§ **EXTRACT TO READ**:
****************

As we know since then The Enemy have sold half a million records, although I like everybody else baulk at Tom Clarke not so much rejecting, as wiping his arse on where he came from. Fate's been less kind to the band they supported, Joel Stoker & co. having to make do with little more than an "also ran" medal.

The dung heap of unit shifting aside, their debut album "No Love Lost" made no secret of the band's admiration for The Jam, but at least in 'Local Boy,' 'Peace & Quiet' and 'She's Got Standards' it had a clutch of tunes to move your Sta-Prest to. Great Escape is less obviously Weller influenced but no better for it, only proving that they've widened their tribute band repertoire to include Kaiser Chiefs (The Great Escape) and The Cribs (Sometimes). Worse still, the loser diatribes of 'Toe Rag' cross over from maudlin to self pity, whilst the petrified knees up contrivances of 'Romeo And Julie' unmask them as the bastard sons of Chas n' Dave. Only with the spaghetti trumpets of 'The General' do they display any signs of life.

Look, 'We'll Live And Die In These Towns' might have been Stella'd up over optimism for those most white of van, but at least it had a message. "Great Escape" - like it's predecessor - is as throw away as a losing scratch card, with about as much intrinsic entertainment value.

****************

§ **DATA ROWS**:
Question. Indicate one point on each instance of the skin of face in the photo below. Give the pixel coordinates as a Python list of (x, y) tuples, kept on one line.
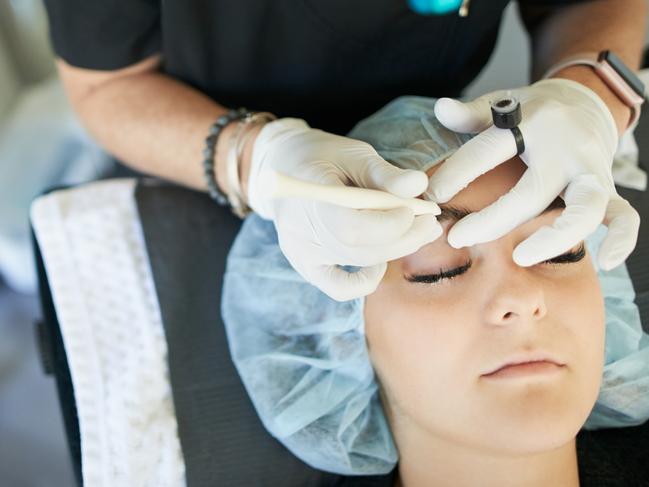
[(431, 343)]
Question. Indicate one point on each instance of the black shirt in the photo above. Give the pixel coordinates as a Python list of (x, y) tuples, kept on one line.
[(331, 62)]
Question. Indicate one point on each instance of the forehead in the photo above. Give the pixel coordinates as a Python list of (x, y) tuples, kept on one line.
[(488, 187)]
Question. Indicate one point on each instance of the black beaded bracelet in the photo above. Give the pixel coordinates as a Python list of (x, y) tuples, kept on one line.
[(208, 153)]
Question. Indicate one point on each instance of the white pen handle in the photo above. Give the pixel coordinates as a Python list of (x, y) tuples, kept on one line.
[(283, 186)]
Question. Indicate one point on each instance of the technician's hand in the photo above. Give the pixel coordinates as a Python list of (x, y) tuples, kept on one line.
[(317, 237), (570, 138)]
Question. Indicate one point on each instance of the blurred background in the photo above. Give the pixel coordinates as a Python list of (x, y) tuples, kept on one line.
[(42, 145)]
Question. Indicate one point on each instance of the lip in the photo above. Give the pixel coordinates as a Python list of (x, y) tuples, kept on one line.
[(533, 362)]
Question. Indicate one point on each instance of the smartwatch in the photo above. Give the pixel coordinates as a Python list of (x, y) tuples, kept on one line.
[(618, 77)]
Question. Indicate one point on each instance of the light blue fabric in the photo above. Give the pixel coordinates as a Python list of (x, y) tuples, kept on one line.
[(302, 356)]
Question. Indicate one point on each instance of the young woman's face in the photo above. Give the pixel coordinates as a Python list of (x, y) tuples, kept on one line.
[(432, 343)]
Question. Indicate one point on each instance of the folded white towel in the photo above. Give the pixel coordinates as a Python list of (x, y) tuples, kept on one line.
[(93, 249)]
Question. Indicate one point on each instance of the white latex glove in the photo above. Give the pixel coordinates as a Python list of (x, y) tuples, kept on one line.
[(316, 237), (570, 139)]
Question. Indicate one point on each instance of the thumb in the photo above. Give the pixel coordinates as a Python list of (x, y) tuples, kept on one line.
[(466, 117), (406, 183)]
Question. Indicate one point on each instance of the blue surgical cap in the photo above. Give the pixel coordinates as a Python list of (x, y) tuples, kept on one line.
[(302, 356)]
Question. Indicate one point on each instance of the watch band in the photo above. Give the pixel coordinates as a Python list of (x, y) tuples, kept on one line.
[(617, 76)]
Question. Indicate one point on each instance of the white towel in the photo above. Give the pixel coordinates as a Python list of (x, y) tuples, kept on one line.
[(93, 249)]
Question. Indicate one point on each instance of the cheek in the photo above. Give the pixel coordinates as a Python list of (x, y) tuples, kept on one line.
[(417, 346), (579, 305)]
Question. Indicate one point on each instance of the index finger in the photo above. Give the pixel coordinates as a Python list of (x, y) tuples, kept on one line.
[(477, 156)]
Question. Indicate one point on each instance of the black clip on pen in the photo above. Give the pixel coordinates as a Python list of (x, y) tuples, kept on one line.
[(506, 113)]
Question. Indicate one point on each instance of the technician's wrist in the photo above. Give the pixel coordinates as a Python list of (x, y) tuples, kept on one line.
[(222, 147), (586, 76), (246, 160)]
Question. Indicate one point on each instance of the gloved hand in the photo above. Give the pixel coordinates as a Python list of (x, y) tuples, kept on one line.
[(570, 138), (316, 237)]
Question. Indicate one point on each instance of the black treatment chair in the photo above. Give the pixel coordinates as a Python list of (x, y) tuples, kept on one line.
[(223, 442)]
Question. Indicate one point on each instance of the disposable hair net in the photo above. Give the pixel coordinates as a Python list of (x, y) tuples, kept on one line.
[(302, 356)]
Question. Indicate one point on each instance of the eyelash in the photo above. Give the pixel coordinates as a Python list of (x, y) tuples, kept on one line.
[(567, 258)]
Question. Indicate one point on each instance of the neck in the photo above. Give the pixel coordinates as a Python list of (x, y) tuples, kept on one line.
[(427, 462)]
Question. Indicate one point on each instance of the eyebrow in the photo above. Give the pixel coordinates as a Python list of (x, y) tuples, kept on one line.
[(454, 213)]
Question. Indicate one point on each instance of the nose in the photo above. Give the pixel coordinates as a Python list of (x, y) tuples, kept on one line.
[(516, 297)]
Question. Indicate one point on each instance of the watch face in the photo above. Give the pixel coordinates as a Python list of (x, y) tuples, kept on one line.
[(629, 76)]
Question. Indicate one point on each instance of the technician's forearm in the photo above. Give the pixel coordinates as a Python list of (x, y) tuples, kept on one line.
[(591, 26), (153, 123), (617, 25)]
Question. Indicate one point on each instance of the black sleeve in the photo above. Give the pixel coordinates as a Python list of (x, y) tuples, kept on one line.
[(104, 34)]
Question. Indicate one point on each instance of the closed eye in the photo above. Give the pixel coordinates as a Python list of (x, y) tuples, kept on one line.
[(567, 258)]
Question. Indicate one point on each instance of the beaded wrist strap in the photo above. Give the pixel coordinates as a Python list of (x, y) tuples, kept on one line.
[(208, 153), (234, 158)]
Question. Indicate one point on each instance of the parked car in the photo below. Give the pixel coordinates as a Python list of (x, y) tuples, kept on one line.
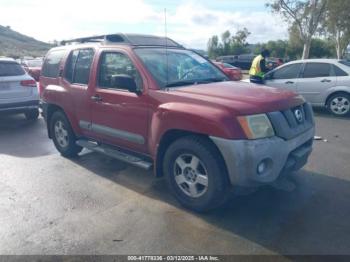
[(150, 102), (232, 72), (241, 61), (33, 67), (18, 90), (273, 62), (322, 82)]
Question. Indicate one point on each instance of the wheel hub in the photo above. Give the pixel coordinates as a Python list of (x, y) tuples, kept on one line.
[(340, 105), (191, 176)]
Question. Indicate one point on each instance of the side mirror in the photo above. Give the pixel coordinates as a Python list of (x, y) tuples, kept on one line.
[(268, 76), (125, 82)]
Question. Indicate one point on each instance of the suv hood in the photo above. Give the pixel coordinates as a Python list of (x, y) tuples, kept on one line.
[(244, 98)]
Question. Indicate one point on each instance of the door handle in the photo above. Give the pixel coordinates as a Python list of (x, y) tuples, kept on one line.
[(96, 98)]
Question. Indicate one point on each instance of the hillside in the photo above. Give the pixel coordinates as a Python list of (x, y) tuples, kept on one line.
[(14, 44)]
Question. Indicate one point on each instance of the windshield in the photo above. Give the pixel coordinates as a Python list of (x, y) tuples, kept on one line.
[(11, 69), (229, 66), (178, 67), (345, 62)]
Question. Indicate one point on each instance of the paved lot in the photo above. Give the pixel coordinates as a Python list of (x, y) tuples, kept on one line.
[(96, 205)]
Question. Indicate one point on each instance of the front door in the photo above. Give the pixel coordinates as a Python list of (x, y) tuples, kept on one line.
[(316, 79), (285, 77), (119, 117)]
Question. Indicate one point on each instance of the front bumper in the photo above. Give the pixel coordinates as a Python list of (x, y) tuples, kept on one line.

****************

§ **TASKS TO COMPLETE**:
A. According to the album review, how many records have The Enemy sold?
B. Swap "black shirt" for "dark jacket" in the records, and write out the lines from the start of the records up to and including the line with "[(331, 62)]". Leave the pictures out.

§ **SOLUTIONS PER TASK**:
A. Half a million

B.
Question. Indicate one point on each instance of the skin of face in the photo below. Give the pixel coordinates as a Python list of (x, y) tuples, kept on one line.
[(431, 343)]
Question. Indicate one point on each instance of the dark jacket in the photo above. Give the pixel coordinates as a Python list of (x, y) tuples, kept on one line.
[(331, 62)]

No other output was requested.